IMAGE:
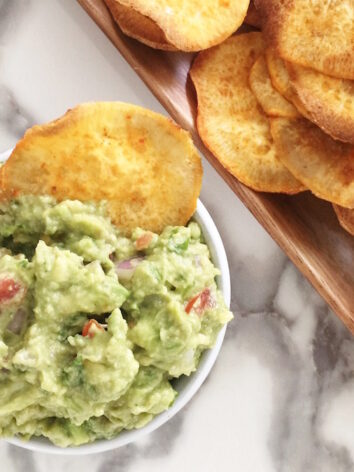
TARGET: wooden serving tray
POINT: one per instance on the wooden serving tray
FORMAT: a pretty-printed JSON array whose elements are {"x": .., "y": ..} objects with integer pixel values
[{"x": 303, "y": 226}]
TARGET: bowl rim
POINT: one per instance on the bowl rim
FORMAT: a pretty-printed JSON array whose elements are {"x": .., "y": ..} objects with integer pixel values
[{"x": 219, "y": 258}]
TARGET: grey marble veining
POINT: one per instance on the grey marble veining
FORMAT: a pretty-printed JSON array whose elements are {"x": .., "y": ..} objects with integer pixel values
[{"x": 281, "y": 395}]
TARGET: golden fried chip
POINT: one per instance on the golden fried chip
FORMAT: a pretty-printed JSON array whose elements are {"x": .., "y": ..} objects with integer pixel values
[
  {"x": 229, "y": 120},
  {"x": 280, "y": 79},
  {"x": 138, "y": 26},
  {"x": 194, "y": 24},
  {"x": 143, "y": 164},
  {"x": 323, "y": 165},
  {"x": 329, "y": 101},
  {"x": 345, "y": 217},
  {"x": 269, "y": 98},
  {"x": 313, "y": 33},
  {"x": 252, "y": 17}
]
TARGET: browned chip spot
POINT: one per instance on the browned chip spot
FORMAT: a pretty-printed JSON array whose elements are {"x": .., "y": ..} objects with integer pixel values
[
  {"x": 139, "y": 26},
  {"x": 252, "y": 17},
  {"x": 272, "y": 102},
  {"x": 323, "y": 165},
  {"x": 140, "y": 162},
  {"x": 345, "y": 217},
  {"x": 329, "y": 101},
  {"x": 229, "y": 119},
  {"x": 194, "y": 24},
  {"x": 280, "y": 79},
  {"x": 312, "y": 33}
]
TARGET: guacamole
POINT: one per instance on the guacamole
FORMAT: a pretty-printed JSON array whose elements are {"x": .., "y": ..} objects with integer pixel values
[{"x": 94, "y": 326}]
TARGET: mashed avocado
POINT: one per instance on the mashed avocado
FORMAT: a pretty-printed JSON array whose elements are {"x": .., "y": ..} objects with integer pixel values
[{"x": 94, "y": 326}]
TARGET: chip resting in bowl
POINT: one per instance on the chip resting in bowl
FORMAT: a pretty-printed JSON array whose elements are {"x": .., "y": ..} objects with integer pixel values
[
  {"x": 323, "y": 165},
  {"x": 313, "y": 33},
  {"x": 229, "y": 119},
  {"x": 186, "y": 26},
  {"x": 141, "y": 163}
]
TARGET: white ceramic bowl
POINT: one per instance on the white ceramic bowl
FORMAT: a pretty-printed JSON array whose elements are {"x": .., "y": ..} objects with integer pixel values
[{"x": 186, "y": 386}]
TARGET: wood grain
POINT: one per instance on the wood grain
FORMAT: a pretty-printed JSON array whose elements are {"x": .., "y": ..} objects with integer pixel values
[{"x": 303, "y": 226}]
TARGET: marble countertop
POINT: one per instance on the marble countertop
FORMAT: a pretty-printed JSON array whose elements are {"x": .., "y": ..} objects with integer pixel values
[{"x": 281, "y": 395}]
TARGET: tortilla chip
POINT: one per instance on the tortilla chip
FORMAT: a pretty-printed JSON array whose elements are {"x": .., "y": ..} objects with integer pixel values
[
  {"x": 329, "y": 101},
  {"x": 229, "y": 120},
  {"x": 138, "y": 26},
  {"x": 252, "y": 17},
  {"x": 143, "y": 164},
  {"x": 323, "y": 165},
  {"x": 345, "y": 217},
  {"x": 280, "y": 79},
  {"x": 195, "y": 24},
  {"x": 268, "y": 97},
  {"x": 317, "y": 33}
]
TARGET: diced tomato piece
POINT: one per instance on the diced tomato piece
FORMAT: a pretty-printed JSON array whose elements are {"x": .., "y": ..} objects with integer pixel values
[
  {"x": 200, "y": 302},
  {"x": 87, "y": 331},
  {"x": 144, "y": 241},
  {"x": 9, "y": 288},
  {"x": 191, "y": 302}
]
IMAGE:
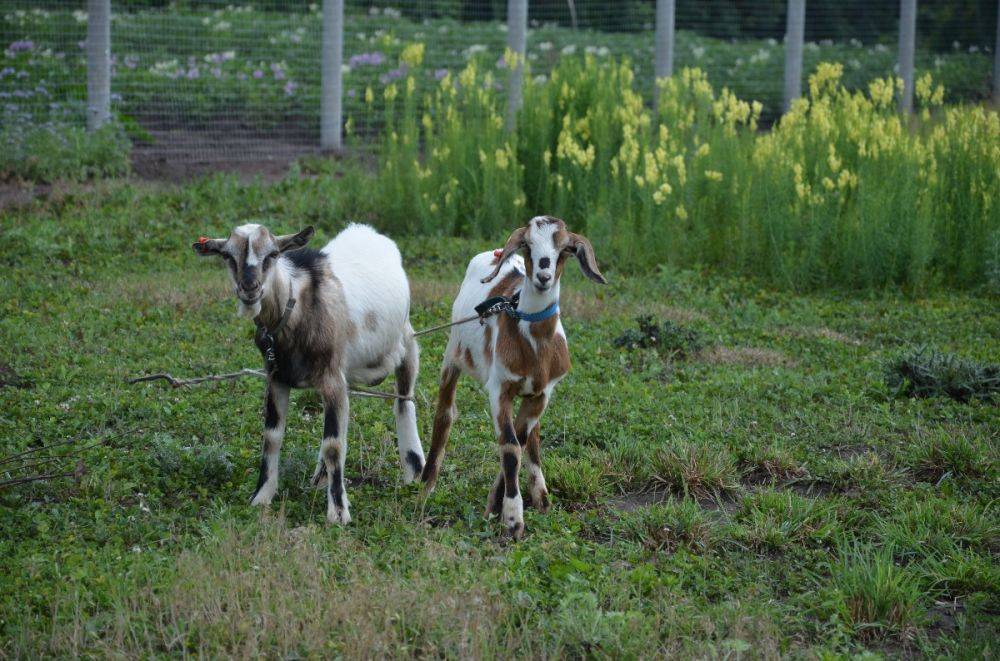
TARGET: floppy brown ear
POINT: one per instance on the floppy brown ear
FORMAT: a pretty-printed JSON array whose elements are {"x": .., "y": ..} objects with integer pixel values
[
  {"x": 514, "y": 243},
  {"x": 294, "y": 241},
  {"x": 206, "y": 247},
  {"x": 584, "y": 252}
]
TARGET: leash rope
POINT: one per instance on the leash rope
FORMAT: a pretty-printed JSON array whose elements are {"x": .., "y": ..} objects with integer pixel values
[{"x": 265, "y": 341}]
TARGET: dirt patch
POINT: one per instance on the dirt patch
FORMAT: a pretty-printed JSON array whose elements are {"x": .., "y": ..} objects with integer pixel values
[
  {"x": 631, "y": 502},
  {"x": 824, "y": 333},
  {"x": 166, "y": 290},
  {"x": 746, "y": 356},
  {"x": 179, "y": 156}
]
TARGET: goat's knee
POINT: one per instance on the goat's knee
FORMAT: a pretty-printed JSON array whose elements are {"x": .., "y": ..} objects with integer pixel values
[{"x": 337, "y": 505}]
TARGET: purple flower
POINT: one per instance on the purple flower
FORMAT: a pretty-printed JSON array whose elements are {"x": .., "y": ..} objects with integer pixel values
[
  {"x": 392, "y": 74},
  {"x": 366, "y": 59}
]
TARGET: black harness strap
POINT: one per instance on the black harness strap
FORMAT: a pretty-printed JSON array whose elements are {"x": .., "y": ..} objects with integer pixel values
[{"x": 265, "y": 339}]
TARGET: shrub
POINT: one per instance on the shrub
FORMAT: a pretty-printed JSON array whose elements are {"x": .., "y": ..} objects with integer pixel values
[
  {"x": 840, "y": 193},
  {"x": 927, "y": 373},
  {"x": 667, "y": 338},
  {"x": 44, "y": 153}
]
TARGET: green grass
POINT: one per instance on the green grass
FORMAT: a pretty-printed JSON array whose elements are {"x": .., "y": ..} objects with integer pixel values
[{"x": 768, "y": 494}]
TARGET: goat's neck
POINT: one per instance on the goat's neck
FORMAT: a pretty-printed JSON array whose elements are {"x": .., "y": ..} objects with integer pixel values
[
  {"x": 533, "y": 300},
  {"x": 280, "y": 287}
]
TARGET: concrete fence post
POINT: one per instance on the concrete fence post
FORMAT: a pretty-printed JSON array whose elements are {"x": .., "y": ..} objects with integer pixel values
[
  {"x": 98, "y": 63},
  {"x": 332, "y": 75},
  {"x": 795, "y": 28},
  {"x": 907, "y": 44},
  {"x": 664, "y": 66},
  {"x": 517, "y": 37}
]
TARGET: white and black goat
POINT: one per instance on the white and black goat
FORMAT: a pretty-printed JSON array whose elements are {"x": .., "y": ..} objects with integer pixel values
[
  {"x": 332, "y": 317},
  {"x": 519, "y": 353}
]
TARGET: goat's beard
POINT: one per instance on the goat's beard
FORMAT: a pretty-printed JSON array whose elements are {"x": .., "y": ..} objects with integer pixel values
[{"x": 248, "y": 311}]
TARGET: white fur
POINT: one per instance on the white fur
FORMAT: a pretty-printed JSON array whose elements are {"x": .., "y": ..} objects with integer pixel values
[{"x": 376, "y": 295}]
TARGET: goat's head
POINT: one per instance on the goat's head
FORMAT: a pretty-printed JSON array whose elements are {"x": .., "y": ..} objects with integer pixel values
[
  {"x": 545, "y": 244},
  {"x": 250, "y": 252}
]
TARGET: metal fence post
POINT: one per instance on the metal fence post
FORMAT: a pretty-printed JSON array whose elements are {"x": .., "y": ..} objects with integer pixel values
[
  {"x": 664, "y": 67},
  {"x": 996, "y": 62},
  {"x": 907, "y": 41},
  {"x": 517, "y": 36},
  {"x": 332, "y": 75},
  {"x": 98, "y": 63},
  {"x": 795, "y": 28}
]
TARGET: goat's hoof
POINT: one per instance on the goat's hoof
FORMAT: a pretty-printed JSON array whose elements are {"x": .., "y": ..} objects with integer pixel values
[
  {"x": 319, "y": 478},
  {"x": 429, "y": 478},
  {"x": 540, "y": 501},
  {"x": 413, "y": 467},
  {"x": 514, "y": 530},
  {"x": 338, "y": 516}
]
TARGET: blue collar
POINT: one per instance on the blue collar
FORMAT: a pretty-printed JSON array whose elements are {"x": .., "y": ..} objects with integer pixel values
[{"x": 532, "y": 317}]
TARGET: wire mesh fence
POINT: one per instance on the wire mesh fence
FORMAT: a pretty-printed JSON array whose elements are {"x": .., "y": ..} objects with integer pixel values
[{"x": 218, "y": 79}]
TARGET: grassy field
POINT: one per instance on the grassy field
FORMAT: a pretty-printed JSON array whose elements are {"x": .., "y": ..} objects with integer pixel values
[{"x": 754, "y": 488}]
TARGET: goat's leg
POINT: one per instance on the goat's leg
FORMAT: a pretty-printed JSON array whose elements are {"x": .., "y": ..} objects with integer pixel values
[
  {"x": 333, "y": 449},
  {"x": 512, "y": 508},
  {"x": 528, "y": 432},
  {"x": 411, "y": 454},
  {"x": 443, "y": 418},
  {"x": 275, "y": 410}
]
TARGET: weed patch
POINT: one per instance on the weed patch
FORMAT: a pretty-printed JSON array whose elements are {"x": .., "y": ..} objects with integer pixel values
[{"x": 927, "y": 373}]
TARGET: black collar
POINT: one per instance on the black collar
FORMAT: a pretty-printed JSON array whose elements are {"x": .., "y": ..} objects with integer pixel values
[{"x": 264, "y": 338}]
--
§ **TO BE DONE**:
Substitute "leather collar" for "black collar" in the lines from the one with "TARGET: black collar" through the last line, changing nothing else. Give only those lines.

§ **RESULT BELOW**:
TARGET: leather collar
POINT: one per instance on the leather collar
FORMAT: a pretty-printed JSON array whose elements are {"x": .., "y": ..} objects with integer pixel values
[{"x": 264, "y": 338}]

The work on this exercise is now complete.